= WORK ORDER =
Where does "after" appear in the data? Return each line that holds it.

= THE RECORDS =
---*---
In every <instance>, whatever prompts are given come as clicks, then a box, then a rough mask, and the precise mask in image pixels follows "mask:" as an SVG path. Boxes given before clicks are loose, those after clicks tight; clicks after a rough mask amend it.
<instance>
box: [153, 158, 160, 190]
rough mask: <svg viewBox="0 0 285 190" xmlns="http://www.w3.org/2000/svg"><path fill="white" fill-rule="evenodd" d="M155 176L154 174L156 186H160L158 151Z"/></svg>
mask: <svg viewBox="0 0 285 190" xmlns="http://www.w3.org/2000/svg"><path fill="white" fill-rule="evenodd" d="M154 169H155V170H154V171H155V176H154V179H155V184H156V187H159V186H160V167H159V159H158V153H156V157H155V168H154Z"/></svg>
---*---
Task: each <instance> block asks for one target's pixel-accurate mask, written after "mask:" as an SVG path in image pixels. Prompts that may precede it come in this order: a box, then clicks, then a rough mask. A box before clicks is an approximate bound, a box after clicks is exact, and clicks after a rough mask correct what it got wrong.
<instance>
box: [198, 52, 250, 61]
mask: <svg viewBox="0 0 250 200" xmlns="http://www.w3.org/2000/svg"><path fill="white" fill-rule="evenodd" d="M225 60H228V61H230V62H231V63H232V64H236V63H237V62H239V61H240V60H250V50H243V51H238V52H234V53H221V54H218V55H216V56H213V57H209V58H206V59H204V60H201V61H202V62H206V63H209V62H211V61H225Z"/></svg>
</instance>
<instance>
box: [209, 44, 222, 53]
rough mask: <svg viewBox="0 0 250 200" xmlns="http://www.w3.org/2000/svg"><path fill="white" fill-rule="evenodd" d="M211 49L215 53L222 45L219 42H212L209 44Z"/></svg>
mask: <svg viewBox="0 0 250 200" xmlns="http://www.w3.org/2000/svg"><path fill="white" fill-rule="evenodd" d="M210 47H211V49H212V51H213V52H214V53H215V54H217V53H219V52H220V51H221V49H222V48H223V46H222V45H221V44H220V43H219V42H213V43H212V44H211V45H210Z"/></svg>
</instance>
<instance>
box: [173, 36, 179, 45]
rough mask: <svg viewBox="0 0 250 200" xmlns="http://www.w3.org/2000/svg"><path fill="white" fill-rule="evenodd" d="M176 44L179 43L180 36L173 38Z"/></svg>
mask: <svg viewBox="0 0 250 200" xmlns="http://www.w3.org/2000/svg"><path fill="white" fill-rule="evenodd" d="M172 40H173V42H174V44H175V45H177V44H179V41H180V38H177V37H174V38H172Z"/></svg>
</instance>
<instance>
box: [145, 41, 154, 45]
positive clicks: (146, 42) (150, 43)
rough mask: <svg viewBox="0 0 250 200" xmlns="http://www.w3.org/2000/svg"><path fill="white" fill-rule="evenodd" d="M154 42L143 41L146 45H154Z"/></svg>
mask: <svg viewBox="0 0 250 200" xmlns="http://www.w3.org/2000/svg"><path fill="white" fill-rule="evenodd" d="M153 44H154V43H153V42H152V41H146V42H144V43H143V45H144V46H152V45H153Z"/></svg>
---*---
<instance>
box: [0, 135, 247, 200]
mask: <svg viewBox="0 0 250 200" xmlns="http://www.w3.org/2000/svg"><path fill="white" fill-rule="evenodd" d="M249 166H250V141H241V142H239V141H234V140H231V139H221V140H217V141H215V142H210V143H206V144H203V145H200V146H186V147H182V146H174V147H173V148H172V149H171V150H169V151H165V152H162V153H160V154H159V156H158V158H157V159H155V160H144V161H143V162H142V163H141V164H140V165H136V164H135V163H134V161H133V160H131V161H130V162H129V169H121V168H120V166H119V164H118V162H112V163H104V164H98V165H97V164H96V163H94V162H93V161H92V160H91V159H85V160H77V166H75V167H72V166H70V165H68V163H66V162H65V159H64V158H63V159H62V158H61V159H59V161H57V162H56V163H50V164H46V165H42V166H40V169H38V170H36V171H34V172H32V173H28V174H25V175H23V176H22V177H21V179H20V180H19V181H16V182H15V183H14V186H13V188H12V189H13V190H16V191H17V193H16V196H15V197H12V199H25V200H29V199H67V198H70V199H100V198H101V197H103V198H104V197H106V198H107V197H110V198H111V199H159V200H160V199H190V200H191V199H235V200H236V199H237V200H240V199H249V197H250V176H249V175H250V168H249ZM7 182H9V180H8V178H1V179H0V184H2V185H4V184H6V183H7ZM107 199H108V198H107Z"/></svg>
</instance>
---*---
= RESPONSE TO THE EXERCISE =
In every <instance>, whatever prompts are given come as clicks, then a box, then a rough mask, and the precise mask in image pixels follows "mask:" as an SVG path. Boxes given before clicks are loose, those after clicks tight; clicks after a rough mask amend it.
Task: each <instance> block asks for one target's pixel-accurate mask, written after "mask:" as an SVG path in image pixels. Prompts that may precede it come in this order: a box, then clicks, then a rough mask. A box before clicks is an approximate bound, a box after clicks is exact, and clicks after a rough mask correct what it got wrong.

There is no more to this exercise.